Recorded data
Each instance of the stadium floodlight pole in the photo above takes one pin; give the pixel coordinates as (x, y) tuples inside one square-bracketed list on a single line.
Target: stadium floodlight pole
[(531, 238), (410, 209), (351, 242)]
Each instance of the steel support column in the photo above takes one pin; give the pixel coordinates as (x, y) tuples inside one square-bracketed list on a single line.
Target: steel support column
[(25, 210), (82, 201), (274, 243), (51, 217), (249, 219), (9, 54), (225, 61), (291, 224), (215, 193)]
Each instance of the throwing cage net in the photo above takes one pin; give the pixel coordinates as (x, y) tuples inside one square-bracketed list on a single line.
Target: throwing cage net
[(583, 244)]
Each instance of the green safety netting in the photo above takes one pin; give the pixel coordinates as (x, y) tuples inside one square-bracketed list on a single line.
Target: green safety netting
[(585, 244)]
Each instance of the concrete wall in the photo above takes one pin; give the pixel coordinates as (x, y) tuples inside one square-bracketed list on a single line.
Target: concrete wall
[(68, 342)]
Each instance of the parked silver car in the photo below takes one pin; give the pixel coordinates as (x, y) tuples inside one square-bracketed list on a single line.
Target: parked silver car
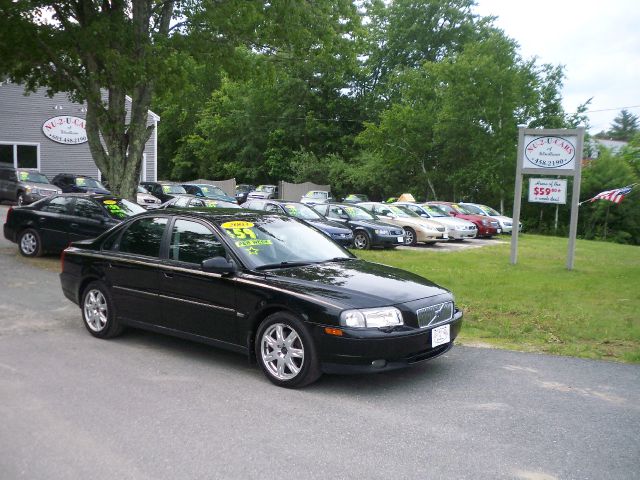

- Task prompt:
The copy should hold exactly the lines from the line containing "Target: concrete wall" through the end of the data, both ends included, and no pictures.

- Finished exercise:
Target: concrete wall
[(68, 342)]
Each instance of the parked silver car in the photo below takes one pin; give the pixel coordinates as (x, y) tuples inside one square-bracketed list on a single line.
Target: parked silver car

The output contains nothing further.